* _WHAT IS REQUIRED_:
Reproduce every entry that follows word for word, but omit the images.

***** DATASET EXCERPTS *****

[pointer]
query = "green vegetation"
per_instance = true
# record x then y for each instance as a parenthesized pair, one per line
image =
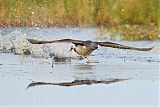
(80, 13)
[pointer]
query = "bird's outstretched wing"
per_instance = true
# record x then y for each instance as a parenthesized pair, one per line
(33, 41)
(115, 45)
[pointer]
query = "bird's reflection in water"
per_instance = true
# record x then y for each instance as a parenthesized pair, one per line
(76, 82)
(61, 60)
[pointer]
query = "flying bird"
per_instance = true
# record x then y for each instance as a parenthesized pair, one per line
(85, 48)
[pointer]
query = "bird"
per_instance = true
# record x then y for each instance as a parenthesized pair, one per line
(85, 47)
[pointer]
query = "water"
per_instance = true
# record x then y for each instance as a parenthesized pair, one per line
(139, 71)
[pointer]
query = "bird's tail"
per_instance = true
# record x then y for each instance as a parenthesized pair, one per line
(115, 45)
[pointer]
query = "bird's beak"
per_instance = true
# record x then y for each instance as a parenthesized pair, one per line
(71, 48)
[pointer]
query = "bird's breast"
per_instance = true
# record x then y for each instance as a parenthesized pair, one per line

*****

* _EXERCISE ANSWER_:
[pointer]
query = "green vegetation"
per_instance = true
# record x then y for each instance as a parenthesized pair, one per line
image =
(80, 13)
[pointer]
query = "bird's outstretched wing"
per_instance = true
# record x then y for each instance as a parenthesized pair, one per line
(33, 41)
(115, 45)
[pointer]
query = "bird's reflection in water"
per_instance = true
# record x then y for each instance as a parenthesized pair, one per line
(76, 82)
(61, 60)
[pointer]
query = "flying bird"
per_instance = true
# record x then y for each instance as a parenthesized pair, one per line
(85, 48)
[pointer]
query = "bird"
per_instance = true
# record x then y for each instance as a parenthesized pair, one per line
(85, 47)
[pointer]
query = "water"
per_instance = true
# record x then y for each instance as a parenthesized pair, one per line
(139, 71)
[pointer]
query = "bird's tail"
per_instance = true
# record x then y for each instance as a parenthesized pair, one per line
(115, 45)
[pointer]
query = "bird's beak"
per_instance = true
# record x then y for each instance as a parenthesized pair, one per line
(71, 48)
[pointer]
query = "bird's breast"
per_instance = true
# record x then y for each instance as a parenthesized pair, one per line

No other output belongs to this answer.